■ **Challenge 1**
Copy from the building-codes article the part that opens with the words containing "In Pennsylvania, residential" and closes with "Labor and Industry.".
■ **Challenge 2**
Decide whether each statement agrees with the building-codes article, answering yes or no and quoting the words that settle it. (a) More than 90 percent of the commonwealth's municipalities have opted in to the UCC. (b) The prevailing version of the UCC is based on the 2021 updates. (c) Builders found that gaining a building permit changed materially once the UCC was adopted.
■ **Challenge 3**
Write a continuation of the building-codes article that starts after its final sentence.

■ **Reading text**
──────
They protect the home-buying public by ensuring that homebuilders and remodelers use materials, products, and construction methods that are safe. They also infuriate and frustrate builders (and homebuyers) by overburdening them with restrictions and regulations that add costs without adding to the structural integrity or environmental safety of a new home. They are the building codes that apply to all new construction or renovations that require a building permit.

In Pennsylvania, residential construction falls under the purview of the Uniform Construction Code (UCC), which was adopted in March 2004 after the passage of the Pennsylvania Uniform Construction Act of 1999. That act was a long-awaited remedy for what was a patchwork of thousands of municipal interpretations of various building and zoning codes. Over the past 20 years, more than 90 percent of the commonwealth’s municipalities have opted in to the UCC, which is overseen by the PA Department of Labor and Industry.

What is the source of frustration and irritation? Like with most regulatory structures, the UCC is administered and interpreted by humans. With those humans come different levels of competence and effort. Politics becomes involved. Pennsylvania’s legislators and the Department of Labor and Industry have moved slower than most of the many organizations that inform the UCC, so that the prevailing version of the UCC is still based on the 2018 updates by the International Code Council, UCC Review and Advisory Council, and other agencies tasked with keeping building codes current. Now, the long-awaited update to the UCC to 2021 standards is ready to roll out and the revisions, although minor, will make building a new home more expensive.

For builders and their clients, this means that the ever-increasing cost of a new home will be even higher. Because the rollout of the updated UCC has been delayed there is more uncertainty and added time to a process that is already expensive and time consuming. Building codes are a necessity, but they create lots of friction in the marketplace.

The Problem with Codes

The free enterprise system is always in tension with regulation. Construction is one of those industries that requires more than minimum regulation to ensure that buildings that the public uses are safe to occupy. Building codes are a type of regulation that has generally been a local regulation. That was the case in Pennsylvania until Act 45 of 1999 established the Uniform Construction Code. Prior to the UCC, there was general uniformity of building code from county to county and municipality to municipality, but there were outliers. Moreover, the lack of a uniform code elevated the risk of unfair application of local codes by an individual code officer or building inspector. The lack of a uniform code also made enforcement of compliance more difficult.

Not surprisingly, Act 45 spawned legal challenges and administrative delays, as Labor and Industry had to reorganize its resources. Time also had to be allocated for municipalities to study and opt in or out of the UCC. All those activities delayed the implementation of the UCC until April 2004.

For builders, the process of gaining approval and a building permit did not change materially after the UCC was adopted. New homes have site plans and drawings that are reviewed by a municipal official or third-party code compliance service. Once the design is verified to meet the code requirements, a building permit is issued, and construction begins. Inspections are scheduled throughout the construction process to verify that the systems subject to code compliance – foundations, framing, plumbing, HVAC, electrical, fire safety, doors, and windows, for example – are constructed as designed. At the end of construction, a final inspection leads to a certificate of occupancy that assures the homeowner that the new home was built properly.
──────
■ **Data block**
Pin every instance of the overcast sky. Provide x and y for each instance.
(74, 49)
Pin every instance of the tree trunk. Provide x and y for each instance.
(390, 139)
──────
■ **Written response 1**
In Pennsylvania, residential construction falls under the purview of the Uniform Construction Code (UCC), which was adopted in March 2004 after the passage of the Pennsylvania Uniform Construction Act of 1999. That act was a long-awaited remedy for what was a patchwork of thousands of municipal interpretations of various building and zoning codes. Over the past 20 years, more than 90 percent of the commonwealth’s municipalities have opted in to the UCC, which is overseen by the PA Department of Labor and Industry.

■ **Written response 2**
(a) Yes: "more than 90 percent of the commonwealth’s municipalities have opted in to the UCC"
(b) No: "the prevailing version of the UCC is still based on the 2018 updates"
(c) No: "the process of gaining approval and a building permit did not change materially after the UCC was adopted"

■ **Written response 3**
That process was more or less how new construction was done prior to 2004. What created headaches for builders were the ongoing revisions to the UCC that followed.

“The building code was intended to ensure life safety and health of the home and homeowners. It was supposed to be a minimum code,” says Jim Eichenlaub, executive director of the Builders Association of Metropolitan Pittsburgh (BAMP). “It was effective at that. Over the years it has become a Utopian code that is influenced by product manufacturers. The problem is that 99.9 percent of the changes that have been made to the international codes have nothing to do with life safety. The biggest area of impact has been the energy provisions.”

The process for updating the UCC was most recently legislated under Act 36 of 2017. As the International Building Code (IBC) is updated every three years, a process of review begins in Pennsylvania through the Review and Advisory Council (RAC).

“Every three years, the RAC—an independent body consisting of 21 members who represent a variety of constituencies—reviews any updates to International Code Council codes that make up the UCC and, after a robust and public process, decides what updates will be adopted as regulations in Pennsylvania,” explains Danielle Woods, press secretary for the Department of Labor and Industry.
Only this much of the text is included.